— START Passage to read —
There are Kuki-Chin militant groups active in Bangladesh, India and Myanmar, and they pose a threat to regional security and stability.

Why Bangladesh’s Kuki National Front is Cause for Concern
Credit: Facebook/ Kuki-Chin National Front – KNF

On April 3 and 4, three branches of two banks were attacked and looted by militants of the Kuki-Chin National Front (KNF), an outlawed separatist organization based in the Chittagong Hill Tracks (CHT) in Bangladesh. In addition, a bank manager was abducted and security officials were attacked.

Soon after security officials carried out a coordinated operation against the KNF in Bandarban, and not only rescued the bank manager but also arrested Cheusim Bawm, one of the chief coordinators of the KNF central committee.

Set up in 2017 by Nathan Bom, a fine arts graduate from the University of Dhaka, the KNF was established to create an independent sovereign state for the Bawm people, comprising nine upazilas (subdistricts) within the Rangamati and Bandarban districts. The KNF is said to have around 2,000 members from six subgroups of the Kuki-Chin ethnic group – the Bom, Pangkhua, Lusai, Khumi, Mro, and Khiang.

Bom was previously affiliated with the Pahari Chhatra Parishad (PCP), which is the student branch of the Parbatya Chattagram Jana Samhati Samiti (PCJSS).
— END Passage to read —
— START Given information —
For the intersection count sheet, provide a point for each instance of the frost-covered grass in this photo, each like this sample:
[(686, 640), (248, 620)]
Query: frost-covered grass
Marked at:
— END Given information —
Stated goal A —
List the six Kuki-Chin subgroups that the article on the Kuki-Chin National Front says its members come from.
Stated goal B —
Duplicate the part of the article on the Kuki-Chin National Front that begins at the words "On April 3 and" and stops after the words "KNF central committee.".
The data is separate from the article on the Kuki-Chin National Front.

Complete output A —
Bom, Pangkhua, Lusai, Khumi, Mro, Khiang

Complete output B —
On April 3 and 4, three branches of two banks were attacked and looted by militants of the Kuki-Chin National Front (KNF), an outlawed separatist organization based in the Chittagong Hill Tracks (CHT) in Bangladesh. In addition, a bank manager was abducted and security officials were attacked.

Soon after security officials carried out a coordinated operation against the KNF in Bandarban, and not only rescued the bank manager but also arrested Cheusim Bawm, one of the chief coordinators of the KNF central committee.